Your task is to reproduce exactly the lines from the line with "A point falls on each instance of the bracelet" through the end of the records below.

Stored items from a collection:
- Opening Delimiter -
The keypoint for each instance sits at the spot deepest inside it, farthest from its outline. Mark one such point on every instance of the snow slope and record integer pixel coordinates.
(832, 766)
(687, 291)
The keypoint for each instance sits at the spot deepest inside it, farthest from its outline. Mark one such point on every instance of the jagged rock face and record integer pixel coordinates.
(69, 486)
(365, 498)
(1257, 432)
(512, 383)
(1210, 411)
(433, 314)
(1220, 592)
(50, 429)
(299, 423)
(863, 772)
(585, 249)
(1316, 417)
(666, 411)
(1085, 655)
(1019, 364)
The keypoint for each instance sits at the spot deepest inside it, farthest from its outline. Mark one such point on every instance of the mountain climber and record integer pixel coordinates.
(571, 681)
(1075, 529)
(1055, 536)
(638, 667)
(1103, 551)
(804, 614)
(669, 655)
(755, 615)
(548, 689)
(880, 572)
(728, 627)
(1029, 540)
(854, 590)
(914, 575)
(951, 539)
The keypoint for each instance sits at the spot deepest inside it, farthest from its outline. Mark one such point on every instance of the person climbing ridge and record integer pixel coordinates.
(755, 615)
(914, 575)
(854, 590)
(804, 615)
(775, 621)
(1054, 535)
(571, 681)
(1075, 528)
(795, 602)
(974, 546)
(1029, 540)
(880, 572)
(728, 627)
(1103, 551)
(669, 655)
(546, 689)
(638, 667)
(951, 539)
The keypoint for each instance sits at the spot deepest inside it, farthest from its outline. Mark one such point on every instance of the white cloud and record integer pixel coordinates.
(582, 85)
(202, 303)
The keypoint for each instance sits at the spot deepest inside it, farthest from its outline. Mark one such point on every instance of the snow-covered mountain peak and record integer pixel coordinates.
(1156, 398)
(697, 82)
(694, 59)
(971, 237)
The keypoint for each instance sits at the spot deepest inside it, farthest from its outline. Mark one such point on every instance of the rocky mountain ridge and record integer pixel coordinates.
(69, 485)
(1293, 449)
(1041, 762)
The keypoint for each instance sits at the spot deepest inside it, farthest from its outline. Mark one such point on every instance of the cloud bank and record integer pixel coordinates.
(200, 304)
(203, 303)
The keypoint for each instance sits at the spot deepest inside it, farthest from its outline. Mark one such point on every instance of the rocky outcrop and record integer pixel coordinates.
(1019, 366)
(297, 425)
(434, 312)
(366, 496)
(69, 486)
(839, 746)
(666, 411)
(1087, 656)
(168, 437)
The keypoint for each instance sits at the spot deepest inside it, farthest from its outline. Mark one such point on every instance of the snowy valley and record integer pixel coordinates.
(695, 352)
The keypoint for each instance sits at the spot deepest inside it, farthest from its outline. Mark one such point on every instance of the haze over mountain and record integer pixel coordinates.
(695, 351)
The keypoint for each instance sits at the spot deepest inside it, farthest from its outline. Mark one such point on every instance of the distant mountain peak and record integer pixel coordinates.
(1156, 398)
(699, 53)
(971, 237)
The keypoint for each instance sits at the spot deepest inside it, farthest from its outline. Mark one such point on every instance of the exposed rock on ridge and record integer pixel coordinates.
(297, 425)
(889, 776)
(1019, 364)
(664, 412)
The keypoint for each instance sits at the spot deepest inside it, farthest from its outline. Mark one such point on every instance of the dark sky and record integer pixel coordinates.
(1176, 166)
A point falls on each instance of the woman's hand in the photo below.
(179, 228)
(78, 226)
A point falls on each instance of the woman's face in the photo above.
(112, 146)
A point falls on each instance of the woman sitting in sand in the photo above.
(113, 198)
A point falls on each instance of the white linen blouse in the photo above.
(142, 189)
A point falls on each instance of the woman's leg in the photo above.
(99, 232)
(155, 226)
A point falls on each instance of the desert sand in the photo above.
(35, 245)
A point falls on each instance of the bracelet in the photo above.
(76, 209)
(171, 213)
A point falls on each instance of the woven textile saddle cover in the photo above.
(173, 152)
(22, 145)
- Closing Delimiter -
WRITTEN ANSWER —
A point falls on each instance of the bracelet in the photo above.
(76, 209)
(171, 213)
A point falls on each instance of the woven textile saddle cover in the photo above.
(173, 152)
(22, 145)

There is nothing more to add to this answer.